(Items from a dataset)
--------------------------------------------------
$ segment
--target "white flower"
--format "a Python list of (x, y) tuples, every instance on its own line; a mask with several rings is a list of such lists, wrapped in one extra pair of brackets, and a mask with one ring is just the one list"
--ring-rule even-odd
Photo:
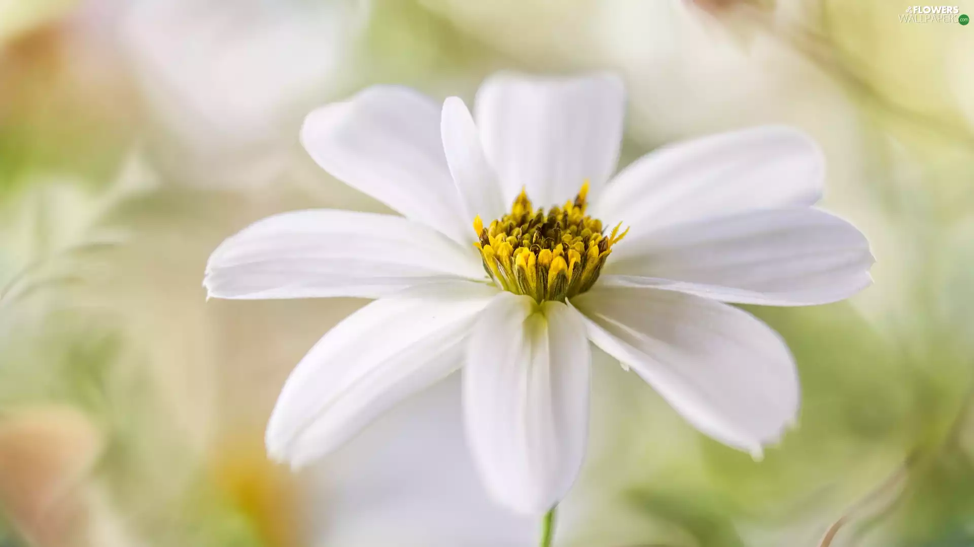
[[(440, 113), (397, 87), (310, 114), (301, 138), (318, 164), (403, 217), (280, 214), (210, 257), (212, 297), (378, 299), (291, 374), (271, 455), (308, 463), (463, 367), (488, 491), (544, 512), (583, 459), (589, 340), (711, 437), (756, 456), (776, 441), (799, 406), (792, 356), (724, 303), (846, 298), (870, 283), (868, 242), (811, 208), (823, 160), (784, 128), (664, 147), (610, 181), (623, 110), (612, 76), (498, 75), (478, 92), (476, 122), (459, 98)], [(619, 223), (627, 235), (603, 228)]]

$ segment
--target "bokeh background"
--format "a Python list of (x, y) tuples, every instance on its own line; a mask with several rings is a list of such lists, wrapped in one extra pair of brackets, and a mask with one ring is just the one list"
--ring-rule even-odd
[(824, 205), (878, 258), (851, 301), (749, 308), (804, 399), (762, 462), (596, 354), (556, 544), (974, 545), (974, 25), (903, 21), (909, 5), (0, 0), (0, 546), (537, 544), (473, 474), (456, 379), (307, 471), (269, 462), (284, 378), (363, 301), (201, 287), (260, 217), (386, 210), (301, 150), (312, 108), (373, 83), (470, 100), (501, 68), (620, 74), (623, 164), (802, 128)]

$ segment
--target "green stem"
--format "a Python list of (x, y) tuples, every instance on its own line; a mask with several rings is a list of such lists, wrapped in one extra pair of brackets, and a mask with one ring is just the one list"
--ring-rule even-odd
[(554, 510), (555, 507), (552, 507), (544, 514), (544, 520), (542, 521), (541, 547), (551, 547), (554, 544)]

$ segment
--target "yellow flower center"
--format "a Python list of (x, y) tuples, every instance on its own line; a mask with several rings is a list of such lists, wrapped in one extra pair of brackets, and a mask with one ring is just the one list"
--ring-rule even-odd
[(605, 236), (602, 221), (585, 214), (587, 195), (586, 181), (575, 201), (545, 213), (522, 190), (510, 212), (489, 227), (473, 219), (480, 239), (474, 245), (497, 286), (538, 302), (564, 302), (592, 287), (612, 246), (629, 230), (619, 233), (619, 223)]

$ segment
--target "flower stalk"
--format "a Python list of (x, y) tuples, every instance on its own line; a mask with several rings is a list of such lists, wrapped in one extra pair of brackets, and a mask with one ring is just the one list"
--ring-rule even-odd
[(554, 544), (554, 512), (556, 507), (544, 514), (542, 520), (542, 542), (541, 547), (551, 547)]

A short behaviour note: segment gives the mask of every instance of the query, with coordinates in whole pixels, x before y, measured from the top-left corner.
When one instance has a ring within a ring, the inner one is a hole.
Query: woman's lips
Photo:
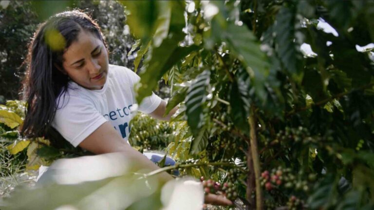
[[[95,76],[94,77],[93,77],[92,79],[97,80],[97,79],[99,79],[101,78],[102,76],[103,76],[103,73],[102,72],[101,74],[98,75],[97,76]]]

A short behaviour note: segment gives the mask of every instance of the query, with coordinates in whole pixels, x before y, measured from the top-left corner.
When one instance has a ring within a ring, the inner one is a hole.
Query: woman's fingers
[[[214,205],[230,206],[232,202],[222,195],[208,194],[205,195],[205,203]]]

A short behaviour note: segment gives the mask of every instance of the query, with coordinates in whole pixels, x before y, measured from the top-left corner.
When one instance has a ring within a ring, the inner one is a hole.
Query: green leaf
[[[130,12],[127,24],[134,36],[142,40],[150,39],[155,30],[157,18],[156,1],[119,1]]]
[[[129,52],[127,53],[127,56],[129,56],[132,53],[132,52],[134,52],[135,50],[136,50],[136,48],[139,47],[139,45],[140,45],[140,42],[141,40],[141,39],[137,39],[136,41],[135,41],[135,43],[132,45],[132,47],[131,48],[131,50]]]
[[[136,52],[136,57],[135,58],[134,60],[134,71],[136,72],[138,70],[138,67],[140,64],[140,61],[142,60],[142,58],[148,51],[148,49],[150,48],[151,42],[150,40],[146,40],[144,43],[141,43],[140,48]]]
[[[315,102],[324,99],[327,97],[323,91],[323,84],[320,74],[314,69],[306,68],[302,85]]]
[[[231,23],[224,34],[233,53],[243,64],[250,76],[258,96],[265,101],[264,82],[269,74],[270,64],[265,53],[260,49],[260,43],[245,26]]]
[[[19,152],[23,150],[27,146],[30,144],[30,141],[28,140],[15,141],[13,143],[6,147],[9,153],[12,155],[16,155]]]
[[[169,1],[157,1],[156,2],[159,15],[156,21],[156,29],[152,39],[153,46],[155,47],[159,47],[162,41],[168,36],[172,5],[172,2]]]
[[[0,122],[5,123],[11,128],[14,128],[22,123],[23,121],[15,113],[5,110],[0,110]]]
[[[295,37],[295,13],[293,10],[282,7],[277,15],[274,29],[276,33],[276,40],[278,55],[280,58],[286,72],[296,82],[301,82],[302,77],[302,57],[299,49],[300,46],[294,42]]]
[[[37,154],[46,160],[53,159],[61,156],[58,149],[49,146],[42,146],[37,149]]]
[[[230,85],[229,102],[231,106],[230,113],[234,125],[244,132],[248,132],[249,125],[247,118],[249,116],[250,98],[248,81],[249,75],[243,70],[239,70],[238,81]]]
[[[348,29],[353,18],[352,2],[348,0],[329,0],[326,1],[326,3],[330,10],[329,18],[332,22],[333,26],[337,28],[338,32],[340,29],[342,30]]]
[[[187,122],[195,137],[200,133],[203,125],[203,104],[206,100],[206,88],[210,79],[210,71],[203,71],[191,85],[186,99]]]
[[[165,161],[166,161],[166,156],[167,156],[167,155],[165,154],[165,156],[164,156],[164,158],[163,158],[161,160],[158,161],[158,167],[159,167],[160,168],[163,168],[165,166]]]
[[[18,137],[19,133],[17,130],[6,131],[1,134],[2,137],[8,139],[14,139]]]
[[[208,145],[208,138],[209,132],[206,129],[200,130],[197,136],[192,140],[191,153],[193,154],[197,154],[205,149]]]
[[[153,49],[150,60],[145,70],[140,74],[140,84],[136,86],[138,103],[140,104],[145,97],[152,94],[152,90],[165,72],[191,52],[199,49],[196,46],[178,47],[184,35],[179,34],[174,35],[176,36],[165,39],[159,47]]]
[[[370,33],[370,37],[372,38],[372,42],[374,42],[374,21],[373,21],[373,17],[374,17],[374,1],[368,1],[367,3],[367,12],[365,13],[366,22],[369,27],[368,30]]]
[[[185,100],[188,89],[188,88],[187,87],[182,88],[169,100],[169,101],[168,102],[168,105],[166,105],[166,110],[165,110],[164,116],[168,115],[173,108]]]

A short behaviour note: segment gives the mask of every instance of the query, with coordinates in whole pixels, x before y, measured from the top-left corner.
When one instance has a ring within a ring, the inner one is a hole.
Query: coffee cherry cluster
[[[297,128],[286,127],[284,131],[280,130],[277,134],[277,139],[282,141],[293,140],[295,142],[299,142],[310,136],[308,129],[302,126]]]
[[[309,190],[306,181],[301,180],[291,173],[291,169],[282,168],[279,167],[273,169],[271,173],[265,171],[261,174],[261,185],[264,187],[267,191],[271,191],[275,188],[284,187],[286,189],[295,189],[296,190]],[[301,174],[299,174],[301,177]]]
[[[222,194],[231,200],[235,200],[238,197],[237,189],[231,182],[224,182],[221,185],[212,179],[205,180],[203,176],[200,178],[200,180],[203,182],[205,194]]]
[[[304,209],[304,202],[294,195],[292,195],[290,197],[288,202],[287,202],[287,206],[290,210]]]
[[[266,210],[273,210],[279,206],[274,200],[266,199],[263,201],[264,209]]]

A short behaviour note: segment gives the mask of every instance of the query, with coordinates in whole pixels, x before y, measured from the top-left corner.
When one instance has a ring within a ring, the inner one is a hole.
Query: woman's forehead
[[[103,45],[103,42],[94,34],[83,31],[66,50],[64,58],[65,60],[76,59],[78,56],[91,54],[92,50],[101,45]]]

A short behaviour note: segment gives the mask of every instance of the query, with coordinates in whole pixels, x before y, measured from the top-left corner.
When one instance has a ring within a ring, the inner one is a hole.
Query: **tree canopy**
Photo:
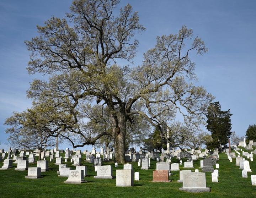
[[[48,81],[33,81],[27,95],[35,104],[47,101],[60,128],[51,135],[67,139],[74,148],[111,136],[115,159],[123,164],[127,125],[138,116],[169,141],[164,123],[172,121],[177,111],[191,128],[198,127],[213,97],[192,82],[197,79],[189,57],[208,49],[185,26],[177,34],[158,37],[140,65],[118,65],[120,59],[132,63],[139,44],[135,35],[145,30],[129,4],[113,16],[119,1],[75,0],[66,18],[52,17],[37,26],[39,36],[25,43],[31,52],[29,73],[49,76]],[[95,108],[100,114],[107,109],[108,130],[88,125],[105,121]]]
[[[206,128],[212,134],[213,142],[220,148],[221,145],[226,144],[231,134],[231,120],[232,114],[228,111],[221,110],[221,106],[219,102],[211,103],[207,110],[207,125]]]

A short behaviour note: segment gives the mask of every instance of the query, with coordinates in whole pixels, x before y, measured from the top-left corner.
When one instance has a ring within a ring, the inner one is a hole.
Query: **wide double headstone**
[[[94,176],[94,178],[100,179],[113,179],[114,177],[113,176],[112,166],[100,166],[97,167],[97,175]]]
[[[60,168],[59,169],[60,174],[59,177],[68,177],[70,168]]]
[[[41,178],[41,168],[39,167],[28,167],[28,175],[25,177],[29,179],[37,179]]]
[[[116,186],[123,187],[133,186],[133,175],[132,169],[117,170]]]
[[[183,170],[180,171],[180,179],[178,180],[178,182],[183,182],[183,176],[185,174],[187,174],[187,173],[190,173],[192,172],[192,171],[191,170]]]
[[[167,170],[160,170],[153,171],[153,182],[170,182],[169,171]]]
[[[206,158],[203,160],[203,166],[201,170],[202,172],[213,172],[214,169],[212,164],[211,158]]]
[[[72,184],[80,184],[87,182],[84,178],[84,171],[81,170],[70,170],[68,178],[64,183]]]
[[[170,176],[171,173],[171,164],[169,162],[158,162],[156,163],[156,170],[167,170],[168,175]]]
[[[184,174],[182,188],[180,189],[190,192],[199,193],[210,192],[206,187],[205,172],[192,172]]]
--------------------------------------------------
** What you will do **
Copy out the rows word for word, from the beginning of the rows up to and including the line with "547), (554, 544)]". Leave the pictures out of your copy.

** Completed task **
$ segment
--target "white flower"
--format "a Python list of (x, y) tuples, every instance on its own line; a mask with several rings is a list of such lists, wrapped in one extra pair of brackets, and a mask with one ring is just the one list"
--ring-rule even-odd
Photo:
[[(440, 113), (397, 87), (310, 114), (301, 138), (318, 164), (403, 217), (280, 214), (210, 257), (212, 297), (378, 299), (291, 374), (271, 455), (308, 463), (463, 367), (488, 491), (544, 512), (583, 459), (589, 340), (711, 437), (756, 456), (776, 441), (799, 406), (792, 356), (724, 303), (846, 298), (870, 283), (868, 242), (811, 208), (823, 160), (784, 128), (664, 147), (610, 181), (623, 110), (612, 76), (498, 75), (478, 92), (476, 122), (459, 98)], [(619, 223), (627, 235), (603, 228)]]

$ segment
--target "bokeh background"
--format "a Python list of (x, y) tuples, every instance on its own line; a mask with several rings is a list of such lists, wrapped in one extra pair of brackets, and a mask with one ring is just the one list"
--ring-rule even-odd
[(824, 205), (878, 258), (851, 301), (749, 308), (804, 399), (762, 462), (596, 354), (556, 544), (974, 545), (974, 25), (903, 21), (909, 5), (0, 0), (0, 546), (537, 544), (473, 474), (456, 379), (307, 471), (269, 462), (284, 378), (363, 301), (201, 287), (260, 217), (386, 210), (301, 150), (312, 108), (373, 83), (470, 100), (501, 68), (620, 74), (623, 164), (802, 128)]

$ segment
--target "green stem"
--format "a Python list of (x, y) tuples, every instance on its own line; a mask with several rings is a list of such lists, wrapped in one extra pair of brackets, and a mask with one ring is just the one list"
--ring-rule even-odd
[(554, 510), (555, 507), (552, 507), (544, 514), (544, 520), (542, 521), (541, 547), (551, 547), (554, 544)]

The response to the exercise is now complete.